──────── Records to process
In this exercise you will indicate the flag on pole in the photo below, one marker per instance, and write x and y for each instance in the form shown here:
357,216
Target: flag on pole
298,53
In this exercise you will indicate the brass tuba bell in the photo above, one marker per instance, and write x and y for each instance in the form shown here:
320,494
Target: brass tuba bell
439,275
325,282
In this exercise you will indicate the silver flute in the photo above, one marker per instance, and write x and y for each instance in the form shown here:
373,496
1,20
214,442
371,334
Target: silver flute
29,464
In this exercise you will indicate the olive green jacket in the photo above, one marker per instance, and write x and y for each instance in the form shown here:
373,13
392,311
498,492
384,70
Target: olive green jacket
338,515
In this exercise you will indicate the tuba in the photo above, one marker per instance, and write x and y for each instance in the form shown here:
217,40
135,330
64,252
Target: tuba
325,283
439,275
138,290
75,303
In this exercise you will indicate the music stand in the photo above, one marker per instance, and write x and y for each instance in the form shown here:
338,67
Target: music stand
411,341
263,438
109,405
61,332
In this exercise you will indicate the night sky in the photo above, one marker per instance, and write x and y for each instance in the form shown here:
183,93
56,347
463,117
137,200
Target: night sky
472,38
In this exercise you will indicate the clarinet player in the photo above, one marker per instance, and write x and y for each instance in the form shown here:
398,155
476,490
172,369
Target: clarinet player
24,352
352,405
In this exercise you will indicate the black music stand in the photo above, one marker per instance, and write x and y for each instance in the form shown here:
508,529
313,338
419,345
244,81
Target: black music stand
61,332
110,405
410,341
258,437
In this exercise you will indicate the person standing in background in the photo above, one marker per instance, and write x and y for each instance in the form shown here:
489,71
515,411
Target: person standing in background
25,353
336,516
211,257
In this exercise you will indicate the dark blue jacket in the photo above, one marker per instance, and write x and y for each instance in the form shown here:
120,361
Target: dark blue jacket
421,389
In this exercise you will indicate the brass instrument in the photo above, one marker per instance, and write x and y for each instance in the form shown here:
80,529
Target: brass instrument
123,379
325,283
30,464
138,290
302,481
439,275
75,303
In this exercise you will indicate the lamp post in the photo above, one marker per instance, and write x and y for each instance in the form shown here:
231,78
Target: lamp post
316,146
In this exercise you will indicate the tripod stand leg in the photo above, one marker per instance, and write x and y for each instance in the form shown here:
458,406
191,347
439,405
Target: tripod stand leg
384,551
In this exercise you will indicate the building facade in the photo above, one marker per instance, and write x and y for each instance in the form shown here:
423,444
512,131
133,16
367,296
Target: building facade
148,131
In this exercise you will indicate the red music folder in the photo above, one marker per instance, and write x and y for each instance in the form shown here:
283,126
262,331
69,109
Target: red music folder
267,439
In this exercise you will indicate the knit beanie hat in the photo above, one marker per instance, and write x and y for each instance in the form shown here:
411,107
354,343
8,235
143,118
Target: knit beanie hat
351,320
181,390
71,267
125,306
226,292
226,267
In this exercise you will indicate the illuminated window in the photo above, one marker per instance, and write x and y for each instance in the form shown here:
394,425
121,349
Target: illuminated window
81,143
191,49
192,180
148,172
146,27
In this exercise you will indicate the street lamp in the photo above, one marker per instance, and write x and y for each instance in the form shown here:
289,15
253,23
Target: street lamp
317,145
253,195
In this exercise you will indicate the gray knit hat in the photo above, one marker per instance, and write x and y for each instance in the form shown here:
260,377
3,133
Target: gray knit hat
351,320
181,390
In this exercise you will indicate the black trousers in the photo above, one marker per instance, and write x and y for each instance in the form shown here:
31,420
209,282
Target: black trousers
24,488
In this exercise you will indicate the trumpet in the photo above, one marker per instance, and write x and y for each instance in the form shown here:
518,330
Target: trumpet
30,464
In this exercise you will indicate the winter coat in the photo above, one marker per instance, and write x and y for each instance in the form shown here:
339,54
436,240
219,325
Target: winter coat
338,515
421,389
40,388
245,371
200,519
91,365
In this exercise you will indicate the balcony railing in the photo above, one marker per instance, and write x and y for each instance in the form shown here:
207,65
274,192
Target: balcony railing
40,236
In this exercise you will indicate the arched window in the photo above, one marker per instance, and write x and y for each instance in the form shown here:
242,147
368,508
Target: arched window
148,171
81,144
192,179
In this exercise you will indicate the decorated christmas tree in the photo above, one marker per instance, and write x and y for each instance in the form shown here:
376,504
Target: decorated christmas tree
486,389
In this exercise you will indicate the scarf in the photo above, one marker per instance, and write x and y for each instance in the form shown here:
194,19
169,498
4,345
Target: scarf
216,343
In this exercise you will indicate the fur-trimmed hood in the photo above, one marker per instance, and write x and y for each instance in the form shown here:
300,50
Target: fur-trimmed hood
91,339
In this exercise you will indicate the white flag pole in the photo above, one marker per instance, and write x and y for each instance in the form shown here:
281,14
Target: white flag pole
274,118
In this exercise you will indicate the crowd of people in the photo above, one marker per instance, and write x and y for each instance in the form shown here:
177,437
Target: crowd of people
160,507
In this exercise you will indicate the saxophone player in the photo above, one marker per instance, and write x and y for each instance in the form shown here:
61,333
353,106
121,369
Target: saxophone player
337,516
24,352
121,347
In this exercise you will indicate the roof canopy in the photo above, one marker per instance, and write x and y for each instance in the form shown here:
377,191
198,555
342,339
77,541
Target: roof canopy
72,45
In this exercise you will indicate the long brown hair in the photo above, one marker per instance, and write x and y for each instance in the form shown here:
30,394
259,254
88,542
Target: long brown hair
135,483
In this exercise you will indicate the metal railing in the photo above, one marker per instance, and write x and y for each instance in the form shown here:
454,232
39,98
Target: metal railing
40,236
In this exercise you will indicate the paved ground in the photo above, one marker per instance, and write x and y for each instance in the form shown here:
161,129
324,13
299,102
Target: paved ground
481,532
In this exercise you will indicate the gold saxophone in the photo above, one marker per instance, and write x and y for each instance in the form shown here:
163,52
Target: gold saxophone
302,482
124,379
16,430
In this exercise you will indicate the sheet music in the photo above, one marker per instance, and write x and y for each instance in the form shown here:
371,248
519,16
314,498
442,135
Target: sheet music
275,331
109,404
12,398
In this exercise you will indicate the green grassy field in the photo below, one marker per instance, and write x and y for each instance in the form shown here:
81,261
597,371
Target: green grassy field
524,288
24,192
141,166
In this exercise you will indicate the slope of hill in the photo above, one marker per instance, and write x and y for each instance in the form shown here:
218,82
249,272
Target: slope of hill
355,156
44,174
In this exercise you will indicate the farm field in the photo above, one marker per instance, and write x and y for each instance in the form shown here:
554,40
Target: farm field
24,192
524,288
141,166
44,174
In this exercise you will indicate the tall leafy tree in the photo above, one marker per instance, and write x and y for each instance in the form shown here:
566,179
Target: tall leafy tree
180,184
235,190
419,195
────────────────
Problem description:
Copy out every one of the lines above word for word, without changing anything.

Correct result:
In this exercise you will indicate the flag on pole in the photo below, one marker per instance, and write x and y for each instance in the form shown here:
357,216
Target: flag on pole
298,53
In this exercise you will indicate the brass tuba bell in the photo above, one marker per instance, and write x and y for each instance in the form shown here:
320,494
Target: brass tuba bell
439,275
325,282
In this exercise you will indicate the silver flute in the photo above, one marker per instance, and write x and y for each instance in the form shown here:
373,496
1,20
214,442
371,334
Target: silver flute
29,464
In this exercise you will indicate the olive green jacket in the photo above, one marker per instance, and write x and y for each instance in the form shown here:
373,13
392,311
498,492
384,70
Target: olive green jacket
338,515
In this exercise you will indicate the tuba in the photo above, one marker per instance, and write x and y for each instance in the form shown here:
217,40
135,330
64,252
Target: tuba
325,283
439,275
138,290
75,303
In this exercise you will indicate the music stand in the photo above, one marker per instance, and write x and y for each instance in the form shown here:
338,67
Target: music stand
411,341
263,438
109,405
61,332
In this exercise you will indicate the night sky in the photo above, one marker per instance, and write x and y for each instance in the form shown here:
183,93
56,347
463,117
137,200
Target: night sky
472,38
In this exercise you will indicate the clarinet player in the photo above, one marker per instance, and write x and y for each instance in the form shown here:
398,155
476,490
172,369
Target: clarinet player
24,352
352,405
In this exercise you will indicate the black music stand in the photo above, one marker per instance, and write x and y for each instance in the form shown here:
508,529
313,338
419,345
244,81
Target: black music stand
61,332
110,405
410,341
258,437
In this exercise you will indicate the person standing in background in the photo above, one marker per instance, and write x and y for each instance in the form shown here:
489,71
515,411
Target: person standing in background
25,353
336,516
211,257
In this exercise you will indicate the dark blue jacket in the photo above, one marker per instance, and write x and y for each instance in the form shown here:
120,361
Target: dark blue jacket
421,389
In this exercise you will indicate the brass instrument in the photo above, one marker per instance, and write x and y for each instance in the form shown here:
80,529
Target: brass instrument
123,379
325,283
30,464
138,290
302,481
439,275
75,303
In this exercise you will indicate the lamp post in the photo above, one marker per instance, and write x and y for each instance in the form shown here:
231,78
Target: lamp post
316,146
In this exercise you will indicate the tripod stand leg in the photo above, one marker per instance, and write x and y for each instance in the form shown here:
458,406
191,347
439,405
Target: tripod stand leg
384,551
In this exercise you will indicate the building facade in the photo above, one marker per instance, and write x and y for each instance in the form shown here:
423,444
512,131
133,16
367,296
Target: building facade
148,131
In this exercise you will indicate the red music folder in the photo above, one marker per instance, and write x and y for each instance in the form shown here:
283,126
262,331
69,109
Target: red music folder
267,439
In this exercise you will indicate the knit beanie hat in the photo above, one marker per instance, and write x and y for each instance in the form shown here:
411,107
354,343
8,235
143,118
Target: knit beanie hat
351,320
181,390
71,267
125,306
226,292
226,267
In this exercise you will indicate the illuminated window in the photo above, one marker per instance, and write x and y for each instance in the form shown here:
394,425
121,349
Target: illuminated window
81,143
191,49
192,180
148,172
146,27
In this exercise you will indicate the street lamp in the photo above, one marker per instance, and write x and y for each instance in the form shown here:
289,15
253,23
Target: street lamp
317,145
253,195
In this exercise you will indicate the gray knit hat in the photo above, one marker per instance, and write x and y for each instance in the form shown here:
260,377
3,133
Target: gray knit hat
351,320
181,390
In this exercise you will indicate the black trousers in the photo above, one marker per instance, and write x and y for each instance in the form shown here:
31,420
209,282
Target: black trousers
24,488
In this exercise you will indicate the trumpet in the photo above, one marker per instance, and write x and y for each instance in the form shown here:
518,330
Target: trumpet
30,464
In this exercise you will indicate the winter coat in the photo above, one marker per instance, and write x and y for each instance in the form shown here:
339,54
436,240
219,325
Target: winter coat
338,515
421,389
40,388
245,371
200,519
91,365
In this exercise you will indicate the balcony railing in the photo above, one marker per instance, and write x and y for each instance in the form shown here:
207,65
274,192
Target: balcony railing
40,236
In this exercise you will indicate the arched window in the photo above, one marker per instance, and write x and y for each instance in the form shown here:
242,147
368,508
Target: arched window
148,171
81,144
192,179
In this exercise you will indicate the decorated christmas tree in the photo above, one marker per instance, and write x and y for each instance in the form shown here:
376,504
Target: decorated christmas tree
486,389
In this exercise you will indicate the scarf in the photo above, one marker per instance, and write x and y for each instance in the form shown here:
194,19
169,498
4,345
Target: scarf
216,343
In this exercise you will indicate the fur-trimmed hood in the photo above, one marker per instance, and write x and y for each instance in the form shown here:
300,50
Target: fur-trimmed hood
91,339
In this exercise you will indicate the white flag pole in the photo above, one marker per instance, and write x and y for each instance in the form shown here:
281,14
Target: white flag pole
274,118
In this exercise you will indicate the crowd of people in the photo above, one marker per instance, and write x and y for each instance in the form shown here:
177,437
Target: crowd of people
160,507
In this exercise you will indicate the saxophone player in the photo above, one marker per instance, and write x and y for each instance in the form shown here:
61,333
353,106
121,369
Target: saxophone player
337,516
24,352
121,347
In this exercise you will indicate the roof canopy in the photo above, one marker per instance, and write x and y for each instance in the form shown here:
377,191
198,555
342,339
77,541
Target: roof canopy
72,45
In this exercise you will indicate the long brown hair in the photo above, one marker per instance, and write x and y for each instance in the form shown here:
30,394
259,254
88,542
Target: long brown hair
135,483
In this exercise you will indicate the metal railing in the photo above, one marker per instance, and write x and y for each instance in the form shown here:
454,232
39,98
Target: metal railing
40,236
In this exercise you will indicate the paved ground in the photo above, one marker per instance, and write x and y for each instance in the form shown here:
161,129
324,13
299,102
Target: paved ground
481,532
In this exercise you will indicate the gold saxophone in the photo above, one marker per instance, and write x and y for each instance in the form shown here:
163,52
Target: gold saxophone
302,482
124,379
16,430
In this exercise you will indicate the sheet music in the photo above, one marker per instance, and write x and y for each instance in the form shown here:
371,248
519,16
314,498
442,135
Target: sheet music
275,331
109,404
12,398
In this exercise you will indicate the green grassy field in the photo below, one marker per instance, and write x and y for each instance in the form shown here:
81,261
597,371
Target: green grassy field
524,288
24,192
141,166
In this exercise you will indicate the slope of hill in the photo above, one marker per instance, and write x and y for each instance in the form shown here:
218,82
249,272
Target: slope of hill
355,156
44,174
In this exercise you will indicate the farm field in the photo above, one marker per instance, and write x and y for each instance in the form shown here:
554,40
Target: farm field
24,192
524,288
141,166
44,174
In this exercise you will indicate the tall leafy tree in the photo above, one marker per instance, and write x and y for each instance in the form shown here:
566,179
Target: tall leafy tree
180,184
235,190
419,195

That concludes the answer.